PROVIDED DATA
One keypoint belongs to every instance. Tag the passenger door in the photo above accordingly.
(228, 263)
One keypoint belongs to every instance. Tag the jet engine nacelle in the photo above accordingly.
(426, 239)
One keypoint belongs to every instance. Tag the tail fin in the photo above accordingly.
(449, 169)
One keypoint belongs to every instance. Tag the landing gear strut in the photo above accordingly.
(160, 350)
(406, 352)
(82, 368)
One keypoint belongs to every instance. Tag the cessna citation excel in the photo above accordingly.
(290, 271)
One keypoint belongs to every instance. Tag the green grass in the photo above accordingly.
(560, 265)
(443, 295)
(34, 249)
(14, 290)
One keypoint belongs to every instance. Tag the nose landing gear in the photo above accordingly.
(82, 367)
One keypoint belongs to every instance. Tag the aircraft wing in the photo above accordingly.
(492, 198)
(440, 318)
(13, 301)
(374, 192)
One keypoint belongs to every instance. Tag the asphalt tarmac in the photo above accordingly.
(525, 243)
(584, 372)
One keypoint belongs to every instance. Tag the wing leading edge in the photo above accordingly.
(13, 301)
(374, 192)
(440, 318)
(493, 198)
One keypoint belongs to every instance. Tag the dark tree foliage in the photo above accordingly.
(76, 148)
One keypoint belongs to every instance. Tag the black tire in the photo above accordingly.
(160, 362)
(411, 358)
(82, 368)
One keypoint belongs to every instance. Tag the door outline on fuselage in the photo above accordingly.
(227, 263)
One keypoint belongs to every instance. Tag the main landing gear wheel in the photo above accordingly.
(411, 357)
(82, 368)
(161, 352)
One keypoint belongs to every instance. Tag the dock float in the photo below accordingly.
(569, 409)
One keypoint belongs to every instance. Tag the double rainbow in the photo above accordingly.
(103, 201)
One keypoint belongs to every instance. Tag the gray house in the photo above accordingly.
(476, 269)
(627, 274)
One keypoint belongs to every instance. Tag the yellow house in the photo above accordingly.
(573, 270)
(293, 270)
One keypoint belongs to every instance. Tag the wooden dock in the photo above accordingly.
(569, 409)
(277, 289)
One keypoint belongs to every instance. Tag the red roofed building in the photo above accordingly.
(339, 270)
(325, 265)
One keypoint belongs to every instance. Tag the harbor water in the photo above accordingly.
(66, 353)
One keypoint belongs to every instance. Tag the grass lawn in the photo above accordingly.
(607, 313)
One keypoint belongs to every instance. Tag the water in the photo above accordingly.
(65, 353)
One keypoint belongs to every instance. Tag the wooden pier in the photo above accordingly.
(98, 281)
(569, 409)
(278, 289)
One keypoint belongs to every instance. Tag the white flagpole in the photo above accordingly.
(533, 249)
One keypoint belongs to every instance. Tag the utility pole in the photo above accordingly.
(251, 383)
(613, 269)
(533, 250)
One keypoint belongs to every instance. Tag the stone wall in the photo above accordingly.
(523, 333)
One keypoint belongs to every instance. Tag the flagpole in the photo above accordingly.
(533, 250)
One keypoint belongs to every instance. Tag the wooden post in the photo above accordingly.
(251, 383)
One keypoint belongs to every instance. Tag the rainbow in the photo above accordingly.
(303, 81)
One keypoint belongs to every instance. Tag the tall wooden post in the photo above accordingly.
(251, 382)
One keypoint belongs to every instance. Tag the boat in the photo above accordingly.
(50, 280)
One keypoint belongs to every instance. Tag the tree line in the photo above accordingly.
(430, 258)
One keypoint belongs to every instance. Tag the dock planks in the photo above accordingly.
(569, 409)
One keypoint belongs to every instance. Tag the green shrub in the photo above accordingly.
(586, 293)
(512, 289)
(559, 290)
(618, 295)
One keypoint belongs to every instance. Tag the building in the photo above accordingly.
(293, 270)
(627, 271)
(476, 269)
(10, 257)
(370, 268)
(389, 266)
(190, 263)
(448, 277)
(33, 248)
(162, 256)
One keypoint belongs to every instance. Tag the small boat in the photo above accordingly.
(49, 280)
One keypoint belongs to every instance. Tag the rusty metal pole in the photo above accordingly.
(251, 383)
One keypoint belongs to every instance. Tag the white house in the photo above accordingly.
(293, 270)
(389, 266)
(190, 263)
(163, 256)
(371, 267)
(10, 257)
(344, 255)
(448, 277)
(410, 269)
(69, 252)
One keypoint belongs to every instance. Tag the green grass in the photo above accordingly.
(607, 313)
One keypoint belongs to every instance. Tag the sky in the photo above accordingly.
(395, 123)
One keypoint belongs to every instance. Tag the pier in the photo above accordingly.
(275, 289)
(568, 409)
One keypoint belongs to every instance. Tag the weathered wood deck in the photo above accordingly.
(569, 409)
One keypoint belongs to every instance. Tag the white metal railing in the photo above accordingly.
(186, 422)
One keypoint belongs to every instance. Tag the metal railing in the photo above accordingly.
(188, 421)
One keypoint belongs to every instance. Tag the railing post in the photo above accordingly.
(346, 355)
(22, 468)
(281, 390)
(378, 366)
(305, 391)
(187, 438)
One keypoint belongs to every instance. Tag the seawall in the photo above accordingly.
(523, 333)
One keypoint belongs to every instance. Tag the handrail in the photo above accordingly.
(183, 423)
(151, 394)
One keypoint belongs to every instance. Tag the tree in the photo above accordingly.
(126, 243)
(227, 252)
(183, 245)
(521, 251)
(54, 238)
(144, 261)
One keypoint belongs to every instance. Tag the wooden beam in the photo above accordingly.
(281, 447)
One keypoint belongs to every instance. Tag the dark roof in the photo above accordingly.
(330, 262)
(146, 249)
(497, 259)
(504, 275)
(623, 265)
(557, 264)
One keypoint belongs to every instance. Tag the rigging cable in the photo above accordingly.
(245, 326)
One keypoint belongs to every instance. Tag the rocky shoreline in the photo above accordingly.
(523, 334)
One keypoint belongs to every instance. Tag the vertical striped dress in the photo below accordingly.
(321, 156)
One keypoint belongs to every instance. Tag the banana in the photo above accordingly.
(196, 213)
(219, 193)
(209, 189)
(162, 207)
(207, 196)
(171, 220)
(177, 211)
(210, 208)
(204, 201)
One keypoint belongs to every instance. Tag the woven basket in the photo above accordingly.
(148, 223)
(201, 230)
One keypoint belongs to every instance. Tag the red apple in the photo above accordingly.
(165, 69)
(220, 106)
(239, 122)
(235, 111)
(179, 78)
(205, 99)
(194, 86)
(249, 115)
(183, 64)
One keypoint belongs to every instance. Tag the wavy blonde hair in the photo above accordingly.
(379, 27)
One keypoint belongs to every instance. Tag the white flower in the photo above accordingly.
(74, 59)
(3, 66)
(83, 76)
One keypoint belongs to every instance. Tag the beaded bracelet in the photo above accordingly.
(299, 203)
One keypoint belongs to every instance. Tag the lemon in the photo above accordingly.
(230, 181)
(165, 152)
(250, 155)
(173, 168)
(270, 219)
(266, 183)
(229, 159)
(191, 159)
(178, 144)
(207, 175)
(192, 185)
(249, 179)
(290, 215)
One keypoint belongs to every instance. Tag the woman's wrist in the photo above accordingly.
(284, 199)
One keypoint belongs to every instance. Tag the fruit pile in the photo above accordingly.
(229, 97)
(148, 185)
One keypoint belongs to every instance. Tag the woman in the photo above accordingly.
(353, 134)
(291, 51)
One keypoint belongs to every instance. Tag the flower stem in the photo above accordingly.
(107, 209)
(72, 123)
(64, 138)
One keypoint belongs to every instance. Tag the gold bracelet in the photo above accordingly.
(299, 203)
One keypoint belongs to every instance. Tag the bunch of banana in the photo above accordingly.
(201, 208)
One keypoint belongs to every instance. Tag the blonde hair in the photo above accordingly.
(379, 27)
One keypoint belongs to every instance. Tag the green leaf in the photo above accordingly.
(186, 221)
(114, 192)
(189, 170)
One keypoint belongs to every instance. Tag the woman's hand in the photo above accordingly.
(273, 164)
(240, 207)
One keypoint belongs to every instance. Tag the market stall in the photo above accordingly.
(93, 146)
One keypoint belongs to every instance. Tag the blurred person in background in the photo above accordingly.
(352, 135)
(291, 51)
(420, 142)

TASK INSTRUCTIONS
Write out exactly, and only, each line from the one with "One keypoint belongs to every instance. Tag the market" down to the last line of the records above.

RESPONSE AREA
One keypoint belongs to every instance. Tag the market stall in the photo above accordingly.
(93, 146)
One keypoint belongs to every instance. Tag the blurred person in background in the photo above accordingly.
(352, 135)
(291, 51)
(420, 142)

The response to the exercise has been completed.